It’s almost like money growing on trees.

A new city report has counted, measured and placed a monetary value on nearly every tree on city property.

And, at least according to the report, there are a lot of trees in town worth more than the cars parked next to them.

The inventory, presented to the Spokane Park Board this month, lists 86,554 trees that have a total value of $382,444,340. More than 13,000 of them are valued at more than $10,000 apiece. The most expensive is listed at $60,700. 

The purpose wasn’t about cashing in on the city’s urban forest, at least not in a traditional sense.

Angel Spell, Spokane’s urban forester, said the goal is to use the report to determine the needs of city trees. Among the questions it will help answer, she said: Where should more trees be planted? What species should be added? Where could more trees be planted to prevent untreated stormwater from flowing into the Spokane River? 

“The most important information I’m hoping to get from that inventory is ‘Where do we go from here?’ ” she said.

== Short task 1 ==
Write out the stretch of the Spokane tree inventory text from "It’s almost like" through "parked next to them.".
== Short task 2 ==
Summarize the Spokane tree inventory text in two sentences.
Rely only on the text about the Spokane tree inventory.

== Extracted entries ==
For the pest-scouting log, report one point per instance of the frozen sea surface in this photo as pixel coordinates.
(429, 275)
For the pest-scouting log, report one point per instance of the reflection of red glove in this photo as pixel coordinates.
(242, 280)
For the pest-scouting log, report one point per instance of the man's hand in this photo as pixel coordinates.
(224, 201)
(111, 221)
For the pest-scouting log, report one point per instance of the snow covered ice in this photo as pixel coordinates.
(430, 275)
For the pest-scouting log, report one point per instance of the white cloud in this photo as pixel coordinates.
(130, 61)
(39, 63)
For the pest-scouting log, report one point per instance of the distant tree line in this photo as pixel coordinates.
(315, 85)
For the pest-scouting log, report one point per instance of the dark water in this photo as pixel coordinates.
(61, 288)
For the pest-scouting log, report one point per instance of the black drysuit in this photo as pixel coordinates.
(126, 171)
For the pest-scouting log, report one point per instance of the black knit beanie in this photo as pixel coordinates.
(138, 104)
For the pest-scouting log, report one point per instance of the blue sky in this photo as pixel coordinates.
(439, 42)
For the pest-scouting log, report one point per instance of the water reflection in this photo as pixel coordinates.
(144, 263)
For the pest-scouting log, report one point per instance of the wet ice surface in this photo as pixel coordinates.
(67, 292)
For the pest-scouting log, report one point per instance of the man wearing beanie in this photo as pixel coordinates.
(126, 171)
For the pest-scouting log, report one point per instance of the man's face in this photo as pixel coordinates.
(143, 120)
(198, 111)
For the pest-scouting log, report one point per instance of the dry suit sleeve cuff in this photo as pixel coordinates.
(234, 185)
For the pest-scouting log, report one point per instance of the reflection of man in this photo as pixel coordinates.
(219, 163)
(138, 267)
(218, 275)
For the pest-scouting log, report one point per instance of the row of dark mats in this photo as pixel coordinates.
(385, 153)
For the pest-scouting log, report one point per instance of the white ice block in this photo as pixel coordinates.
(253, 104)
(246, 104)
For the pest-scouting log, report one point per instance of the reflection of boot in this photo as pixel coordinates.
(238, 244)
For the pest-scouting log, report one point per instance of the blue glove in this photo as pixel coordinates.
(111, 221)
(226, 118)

== Problem solution 1 ==
It’s almost like money growing on trees.

A new city report has counted, measured and placed a monetary value on nearly every tree on city property.

And, at least according to the report, there are a lot of trees in town worth more than the cars parked next to them.

== Problem solution 2 ==
A new city report presented to the Spokane Park Board lists 86,554 trees on city property with a total value of $382,444,340, and more than 13,000 of those trees are valued at over $10,000 apiece. According to urban forester Angel Spell, the report is meant not for cashing in but for determining the needs of city trees, such as where more should be planted and which species should be added.